● **Your task**:
Reproduce every one of the entries below verbatim, character for character and line for line.

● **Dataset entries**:
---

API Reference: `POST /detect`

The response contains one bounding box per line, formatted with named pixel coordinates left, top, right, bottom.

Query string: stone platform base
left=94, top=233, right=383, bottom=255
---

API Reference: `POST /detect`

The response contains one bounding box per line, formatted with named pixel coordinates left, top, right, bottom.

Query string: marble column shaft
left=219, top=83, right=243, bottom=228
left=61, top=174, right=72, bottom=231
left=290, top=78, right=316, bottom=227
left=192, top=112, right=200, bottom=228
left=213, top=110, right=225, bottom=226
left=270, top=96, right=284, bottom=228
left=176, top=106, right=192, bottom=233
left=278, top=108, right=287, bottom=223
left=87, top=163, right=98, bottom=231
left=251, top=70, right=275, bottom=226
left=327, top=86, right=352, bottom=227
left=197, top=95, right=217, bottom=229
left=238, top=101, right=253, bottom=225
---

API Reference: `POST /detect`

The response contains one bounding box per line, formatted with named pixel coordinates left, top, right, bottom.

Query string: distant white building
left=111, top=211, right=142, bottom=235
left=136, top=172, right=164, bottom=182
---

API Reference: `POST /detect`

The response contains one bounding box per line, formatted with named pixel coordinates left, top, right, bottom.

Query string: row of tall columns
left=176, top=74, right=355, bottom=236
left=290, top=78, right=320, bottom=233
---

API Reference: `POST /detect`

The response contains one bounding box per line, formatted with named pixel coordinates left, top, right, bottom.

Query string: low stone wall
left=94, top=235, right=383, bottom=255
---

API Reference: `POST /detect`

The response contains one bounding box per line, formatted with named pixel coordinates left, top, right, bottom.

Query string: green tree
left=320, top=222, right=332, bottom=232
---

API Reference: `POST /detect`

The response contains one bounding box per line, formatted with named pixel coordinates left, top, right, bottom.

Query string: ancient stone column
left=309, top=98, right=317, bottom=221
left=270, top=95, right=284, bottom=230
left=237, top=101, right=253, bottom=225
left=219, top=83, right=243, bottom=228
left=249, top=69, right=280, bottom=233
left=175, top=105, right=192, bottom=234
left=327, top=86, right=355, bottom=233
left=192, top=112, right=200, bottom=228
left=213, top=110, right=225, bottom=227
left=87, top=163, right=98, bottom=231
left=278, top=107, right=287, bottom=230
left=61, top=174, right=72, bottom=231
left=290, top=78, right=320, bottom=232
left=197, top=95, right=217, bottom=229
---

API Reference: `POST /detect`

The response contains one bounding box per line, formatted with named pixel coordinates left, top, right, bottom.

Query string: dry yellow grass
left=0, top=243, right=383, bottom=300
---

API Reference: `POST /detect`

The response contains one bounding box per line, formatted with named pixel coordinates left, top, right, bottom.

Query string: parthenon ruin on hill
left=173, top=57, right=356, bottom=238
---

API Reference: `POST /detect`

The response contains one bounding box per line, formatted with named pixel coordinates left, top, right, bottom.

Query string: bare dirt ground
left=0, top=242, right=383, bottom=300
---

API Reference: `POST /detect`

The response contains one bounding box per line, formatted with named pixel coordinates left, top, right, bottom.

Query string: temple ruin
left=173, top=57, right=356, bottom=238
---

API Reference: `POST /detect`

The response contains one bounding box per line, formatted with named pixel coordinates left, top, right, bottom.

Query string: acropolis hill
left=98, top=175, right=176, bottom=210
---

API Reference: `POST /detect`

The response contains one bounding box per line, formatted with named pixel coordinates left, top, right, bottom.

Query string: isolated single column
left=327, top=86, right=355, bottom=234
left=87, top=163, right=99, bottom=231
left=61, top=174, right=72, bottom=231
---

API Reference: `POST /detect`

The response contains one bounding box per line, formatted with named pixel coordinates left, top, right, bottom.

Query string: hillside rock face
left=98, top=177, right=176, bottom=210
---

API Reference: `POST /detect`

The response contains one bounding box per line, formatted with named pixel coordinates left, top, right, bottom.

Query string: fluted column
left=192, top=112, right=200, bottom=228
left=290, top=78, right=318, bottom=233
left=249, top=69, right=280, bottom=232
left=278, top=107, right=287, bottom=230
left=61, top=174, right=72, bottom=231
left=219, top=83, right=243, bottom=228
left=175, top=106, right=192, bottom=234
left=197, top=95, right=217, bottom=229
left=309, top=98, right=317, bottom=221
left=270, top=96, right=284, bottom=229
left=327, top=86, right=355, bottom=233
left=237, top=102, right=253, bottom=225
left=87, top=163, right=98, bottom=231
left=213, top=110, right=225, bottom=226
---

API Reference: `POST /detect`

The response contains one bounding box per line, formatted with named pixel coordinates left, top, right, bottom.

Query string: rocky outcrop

● **Solution to this problem**:
---

API Reference: `POST /detect`

The response contains one bounding box per line, formatted with named pixel coordinates left, top, right, bottom.

Query string: stone platform base
left=94, top=233, right=383, bottom=255
---

API Reference: `POST /detect`

The response contains one bounding box per line, formatted with named pixel coordinates left, top, right, bottom.

Query string: marble column shaft
left=219, top=83, right=243, bottom=228
left=61, top=174, right=72, bottom=231
left=290, top=78, right=316, bottom=227
left=192, top=112, right=200, bottom=228
left=213, top=110, right=225, bottom=226
left=270, top=96, right=284, bottom=228
left=176, top=106, right=192, bottom=233
left=278, top=108, right=287, bottom=223
left=87, top=163, right=98, bottom=231
left=251, top=70, right=275, bottom=226
left=327, top=86, right=352, bottom=227
left=197, top=95, right=217, bottom=229
left=238, top=101, right=253, bottom=225
---

API Reference: `POST /detect`

The response contains one bounding box per line, formatted with named pixel coordinates left, top, right, bottom.

Query string: distant white building
left=111, top=211, right=142, bottom=235
left=136, top=172, right=164, bottom=182
---

API Reference: `POST /detect`

The response contains one bounding box per line, formatted with named pixel coordinates left, top, right, bottom.

Query string: row of tall columns
left=176, top=74, right=355, bottom=236
left=290, top=78, right=320, bottom=233
---

API Reference: `POST /detect`

The response contains one bounding box per line, formatted with named pixel coordinates left, top, right, bottom.

Query string: low stone wall
left=94, top=235, right=383, bottom=255
---

API Reference: `POST /detect`

The response contains one bounding box per line, formatted with named pixel coordinates left, top, right, bottom.

Query string: green tree
left=320, top=222, right=332, bottom=232
---

API Reference: `POST /detect`

The response contains one bounding box per line, formatted with named pixel coordinates left, top, right, bottom.

Query string: ancient stone column
left=309, top=98, right=317, bottom=221
left=270, top=95, right=284, bottom=230
left=237, top=101, right=253, bottom=225
left=219, top=83, right=243, bottom=228
left=249, top=69, right=280, bottom=233
left=175, top=105, right=192, bottom=234
left=327, top=86, right=355, bottom=233
left=192, top=112, right=200, bottom=228
left=213, top=110, right=225, bottom=227
left=87, top=163, right=98, bottom=231
left=278, top=107, right=287, bottom=230
left=61, top=174, right=72, bottom=231
left=290, top=78, right=320, bottom=232
left=197, top=95, right=217, bottom=229
---

API Reference: `POST /detect`

The response contains one bounding box per line, formatted with named pixel coordinates left, top, right, bottom.

Query string: dry yellow grass
left=0, top=243, right=383, bottom=300
---

API Reference: `POST /detect`

The response contains one bounding box per line, formatted with named pixel coordinates left, top, right, bottom.

Query string: parthenon ruin on hill
left=173, top=57, right=356, bottom=238
---

API Reference: `POST /detect`

The response contains one bounding box per line, formatted with named pixel coordinates left, top, right, bottom.

Query string: bare dirt ground
left=0, top=242, right=383, bottom=300
---

API Reference: `POST /detect`

The response contains one bounding box per line, formatted with named pixel coordinates left, top, right, bottom.

Query string: temple ruin
left=173, top=57, right=356, bottom=238
---

API Reference: `POST /detect`

The response contains one bounding box per line, formatted with named pixel coordinates left, top, right, bottom.

Query string: acropolis hill
left=98, top=175, right=176, bottom=210
---

API Reference: `POST /detect`

The response contains one bounding box per line, formatted with named pixel coordinates left, top, right, bottom.

Query string: isolated single column
left=327, top=86, right=355, bottom=234
left=87, top=163, right=99, bottom=231
left=61, top=174, right=72, bottom=231
---

API Reference: `POST /detect`

The response contains one bounding box per line, formatted with named pixel coordinates left, top, right, bottom.

Query string: hillside rock face
left=98, top=177, right=176, bottom=210
---

API Reference: `POST /detect`

The response contains one bounding box per line, formatted with named pixel coordinates left, top, right, bottom.

Query string: fluted column
left=192, top=112, right=200, bottom=228
left=290, top=78, right=318, bottom=233
left=249, top=69, right=280, bottom=232
left=278, top=107, right=287, bottom=230
left=61, top=174, right=72, bottom=231
left=219, top=83, right=243, bottom=228
left=175, top=106, right=192, bottom=234
left=197, top=95, right=217, bottom=229
left=309, top=98, right=317, bottom=221
left=270, top=96, right=284, bottom=229
left=327, top=86, right=355, bottom=233
left=237, top=102, right=253, bottom=225
left=87, top=163, right=98, bottom=231
left=213, top=110, right=225, bottom=226
---

API Reference: `POST /detect`

The response contains one bounding box per line, formatted with named pixel coordinates left, top, right, bottom.

Query string: rocky outcrop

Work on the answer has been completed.